WHAT THE TASK REQUIRES — Please give back the listing exactly, without any of its pictures.

== Segment start ==

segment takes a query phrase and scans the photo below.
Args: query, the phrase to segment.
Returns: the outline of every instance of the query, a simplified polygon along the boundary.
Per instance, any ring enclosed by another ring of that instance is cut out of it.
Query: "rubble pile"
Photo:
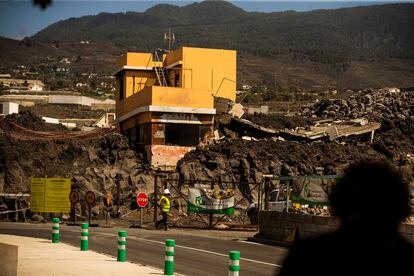
[[[378,138],[399,154],[414,153],[414,91],[364,90],[349,99],[322,99],[302,108],[310,118],[355,119],[365,117],[381,123]]]
[[[8,116],[0,125],[4,126],[6,120],[24,123],[32,118],[33,122],[24,125],[43,130],[56,127],[30,112]],[[82,197],[87,191],[94,191],[98,198],[93,210],[95,215],[104,208],[101,197],[106,192],[116,194],[117,179],[125,209],[129,208],[132,189],[149,192],[153,186],[143,154],[130,148],[127,138],[120,134],[107,133],[93,139],[28,141],[13,138],[3,129],[0,132],[0,193],[29,193],[31,177],[71,178],[72,188],[80,191]],[[86,205],[82,204],[82,214],[86,212]]]
[[[264,114],[244,117],[258,125],[279,130],[279,135],[283,128],[309,127],[312,122],[322,119],[331,119],[331,122],[365,120],[362,118],[381,124],[375,130],[373,140],[365,135],[334,141],[294,141],[286,137],[281,139],[278,133],[271,138],[228,137],[189,152],[179,162],[177,171],[186,180],[221,179],[240,183],[240,190],[249,201],[253,200],[253,196],[248,187],[243,187],[243,183],[260,182],[263,174],[337,174],[349,164],[367,158],[388,160],[400,166],[407,180],[413,184],[414,91],[364,90],[351,95],[347,100],[316,101],[304,106],[293,117]]]
[[[299,127],[308,131],[310,125],[321,119],[331,119],[333,123],[362,118],[377,124],[373,139],[341,136],[331,140],[295,140],[282,136],[286,129]],[[179,180],[181,185],[191,180],[234,183],[238,187],[236,193],[247,199],[247,206],[257,202],[249,183],[262,182],[265,174],[338,174],[353,162],[372,158],[404,167],[408,179],[414,179],[414,91],[364,90],[346,100],[313,102],[304,106],[297,116],[254,114],[237,120],[225,119],[218,124],[218,138],[187,153],[169,177]],[[155,172],[144,161],[143,153],[131,148],[127,138],[120,134],[102,132],[84,139],[67,136],[24,140],[10,134],[7,127],[10,123],[34,131],[66,131],[63,126],[47,124],[30,112],[0,120],[0,193],[29,192],[30,177],[69,177],[72,188],[81,195],[88,190],[96,192],[99,203],[93,209],[95,216],[102,213],[106,192],[117,193],[117,182],[120,183],[121,214],[128,211],[132,193],[138,190],[152,193]],[[178,187],[182,188],[184,185]],[[179,214],[175,217],[185,213],[181,210],[184,205],[180,200]],[[80,206],[78,212],[86,215],[86,204],[82,202]],[[323,208],[300,212],[329,214]],[[242,221],[242,215],[239,217]],[[180,223],[202,222],[190,216],[177,221]]]
[[[61,124],[46,123],[41,117],[36,116],[28,110],[20,111],[18,114],[13,113],[7,115],[4,120],[1,121],[0,127],[7,131],[7,127],[10,123],[15,123],[21,127],[34,131],[67,131],[65,126]]]
[[[219,179],[235,182],[251,199],[244,182],[259,183],[263,174],[282,176],[336,174],[364,158],[386,158],[373,147],[359,143],[306,143],[275,138],[247,141],[227,139],[198,147],[179,161],[181,179]]]
[[[390,92],[387,89],[363,90],[344,99],[321,99],[305,105],[305,117],[372,120],[414,120],[414,91]]]

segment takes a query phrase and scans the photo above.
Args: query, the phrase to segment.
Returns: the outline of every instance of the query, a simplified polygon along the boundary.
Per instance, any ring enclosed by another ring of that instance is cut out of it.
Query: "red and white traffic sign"
[[[146,193],[139,193],[137,196],[137,204],[139,207],[144,208],[148,205],[148,196]]]

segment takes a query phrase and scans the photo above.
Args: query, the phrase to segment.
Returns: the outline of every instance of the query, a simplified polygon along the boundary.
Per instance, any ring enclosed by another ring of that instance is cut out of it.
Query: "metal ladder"
[[[154,52],[155,61],[161,62],[157,51]],[[154,66],[155,74],[157,75],[157,80],[160,86],[168,86],[167,78],[165,77],[165,68],[162,66]]]

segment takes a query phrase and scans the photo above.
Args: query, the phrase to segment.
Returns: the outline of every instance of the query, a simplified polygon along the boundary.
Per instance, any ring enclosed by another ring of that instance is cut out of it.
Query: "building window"
[[[119,83],[119,100],[122,101],[124,99],[124,77],[118,77],[117,81]]]
[[[174,86],[175,87],[181,87],[181,85],[180,85],[180,74],[175,74]]]
[[[200,126],[189,124],[165,124],[165,144],[196,146],[199,143]]]

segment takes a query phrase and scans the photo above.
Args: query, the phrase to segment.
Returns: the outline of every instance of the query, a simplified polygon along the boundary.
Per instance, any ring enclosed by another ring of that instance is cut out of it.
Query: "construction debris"
[[[327,138],[329,141],[333,141],[341,137],[370,133],[370,142],[372,143],[374,131],[380,127],[381,124],[375,122],[368,123],[368,120],[365,118],[349,121],[325,120],[316,122],[313,126],[297,127],[293,130],[280,130],[279,134],[285,138],[303,138],[307,140]]]

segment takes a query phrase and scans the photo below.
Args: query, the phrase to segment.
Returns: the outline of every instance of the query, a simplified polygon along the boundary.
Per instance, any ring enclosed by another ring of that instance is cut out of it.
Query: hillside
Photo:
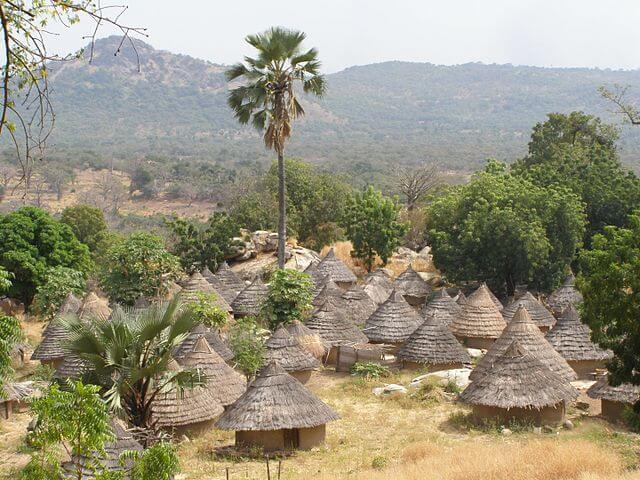
[[[52,66],[61,151],[106,156],[147,153],[231,164],[267,159],[256,132],[241,129],[225,103],[224,66],[155,50],[137,41],[114,56],[117,37],[99,40],[94,60]],[[631,85],[640,71],[512,65],[386,62],[328,75],[321,102],[307,101],[292,155],[356,174],[423,158],[469,170],[486,157],[526,150],[533,124],[575,109],[619,121],[598,96],[603,84]],[[623,159],[635,166],[640,129],[622,132]]]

== Segment end ==

ANSWER SECTION —
segment takes a query phrase and scans the photo below.
Args: query, the phrase to segment.
Returns: the outline of every instance of the query, a simplified polygon along the boundary.
Per instance, any ring enclosed by another ring of that instance is cut out of it.
Query: "rubble pile"
Photo:
[[[378,138],[399,154],[414,153],[414,91],[364,90],[349,99],[322,99],[302,108],[310,118],[355,119],[365,117],[381,123]]]
[[[8,116],[0,125],[4,126],[6,120],[24,123],[32,118],[33,122],[24,125],[43,130],[56,127],[30,112]],[[82,197],[87,191],[94,191],[98,198],[93,210],[95,215],[104,208],[101,197],[106,192],[116,194],[117,179],[125,209],[129,208],[132,189],[149,192],[153,186],[143,154],[130,148],[127,138],[120,134],[107,133],[93,139],[28,141],[13,138],[3,129],[0,132],[0,193],[29,193],[31,177],[71,178],[72,188],[80,191]],[[86,205],[82,204],[82,214],[86,212]]]
[[[264,114],[244,117],[258,125],[279,130],[279,135],[283,128],[309,127],[312,122],[322,119],[331,119],[331,122],[365,120],[362,118],[381,124],[375,130],[373,140],[365,135],[334,141],[294,141],[286,137],[281,139],[278,133],[271,138],[228,137],[189,152],[179,162],[177,171],[186,180],[221,179],[240,183],[240,190],[249,201],[253,200],[253,196],[248,187],[243,187],[243,183],[260,182],[263,174],[337,174],[349,164],[367,158],[388,160],[400,166],[407,180],[413,184],[414,91],[364,90],[351,95],[347,100],[316,101],[304,106],[293,117]]]
[[[299,127],[308,131],[310,125],[321,119],[331,119],[333,123],[362,118],[377,124],[373,139],[341,136],[331,140],[295,140],[282,136],[286,129]],[[179,180],[181,185],[191,180],[234,183],[238,187],[236,193],[247,199],[247,206],[257,202],[249,183],[262,182],[265,174],[338,174],[353,162],[372,158],[404,167],[408,179],[414,179],[414,91],[364,90],[346,100],[313,102],[304,106],[297,116],[254,114],[237,120],[225,119],[218,124],[218,138],[187,153],[169,177]],[[155,172],[144,161],[143,153],[131,148],[127,138],[120,134],[102,132],[84,139],[67,136],[24,140],[10,134],[7,127],[10,123],[34,131],[66,131],[63,126],[47,124],[30,112],[0,120],[0,193],[29,192],[30,177],[69,177],[72,188],[81,195],[88,190],[96,192],[99,203],[93,209],[95,216],[102,213],[106,192],[117,193],[117,182],[120,183],[121,214],[128,211],[132,193],[138,190],[152,193]],[[178,187],[182,188],[184,185]],[[179,214],[175,217],[185,213],[181,210],[184,205],[180,200]],[[80,206],[78,212],[86,215],[86,204],[82,202]],[[323,208],[300,212],[329,214]],[[242,221],[242,215],[239,217]],[[180,223],[202,222],[190,216],[177,221]]]
[[[61,124],[46,123],[41,117],[36,116],[28,110],[20,111],[18,114],[13,113],[7,115],[4,120],[1,121],[0,127],[7,131],[7,127],[10,123],[15,123],[21,127],[34,131],[67,131],[65,126]]]
[[[219,179],[235,182],[251,199],[244,182],[259,183],[263,174],[282,176],[336,174],[364,158],[386,158],[373,147],[359,143],[306,143],[275,138],[247,141],[227,139],[198,147],[179,161],[181,179]]]
[[[390,92],[387,89],[363,90],[344,99],[321,99],[305,105],[305,117],[372,120],[414,120],[414,91]]]

segment takes a query phrase and scans the photo above.
Args: query, the phrase to segment.
Returns: the outline of every instance of the query, a simplified polygon along the boundary.
Per instance, any ring enclosed by another ring of that instance is cut out of it.
Query: "red and white traffic sign"
[[[146,193],[139,193],[137,196],[137,204],[139,207],[144,208],[148,205],[148,196]]]

segment takes a query phrase and scans the photo above.
Args: query, the phrase to segment.
Returns: the outline of every instance of the query, a simplified polygon along the boundary.
Per instance, any ring enclosed by another ring of that instance is cut out of it.
Query: "metal ladder"
[[[154,52],[155,61],[161,62],[157,51]],[[154,66],[155,74],[157,75],[157,80],[160,86],[168,86],[167,78],[165,77],[165,68],[162,66]]]

segment takes a query phrase and scans the photo above.
Args: query, the phrase to segment.
Returns: the outline of every instance of the query, a simplified polygon along the boundary.
Per instance, any ring enclosed by another ring of that instance is cut out of it.
Query: "building window"
[[[119,83],[119,100],[122,101],[124,99],[124,77],[118,77],[117,81]]]
[[[174,86],[175,87],[181,87],[181,85],[180,85],[180,74],[175,74]]]
[[[200,126],[189,124],[165,124],[165,144],[196,146],[199,143]]]

segment takes a query phrase and scans the photo above.
Args: query, the phrase to segment.
Returns: the outline of every instance of the query, a simplified polygon along the boundary.
Per instance, any ring enclosed by another ring of that instance is cut out of it.
Query: "construction debris"
[[[327,138],[329,141],[333,141],[341,137],[370,133],[370,142],[372,143],[374,131],[380,127],[381,124],[375,122],[368,123],[368,120],[365,118],[349,121],[325,120],[316,122],[313,126],[297,127],[293,130],[280,130],[279,134],[285,138],[303,138],[307,140]]]

segment takes a query phrase and scans the photo below.
Args: query, the phrase to segment.
Returns: the outline of every instance of the query, a simplified polygon along the boundary.
Per instance, any ring enclosed by another ring of that instance is cut out of it.
Query: hillside
Photo:
[[[52,66],[61,151],[106,156],[147,153],[231,164],[267,159],[256,132],[241,129],[225,103],[224,66],[155,50],[137,41],[114,56],[117,37],[99,40],[94,60]],[[631,85],[640,71],[512,65],[386,62],[328,75],[321,102],[307,101],[292,155],[356,174],[423,158],[469,170],[486,157],[526,150],[533,124],[575,109],[619,121],[598,96],[603,84]],[[623,159],[635,166],[640,129],[622,132]]]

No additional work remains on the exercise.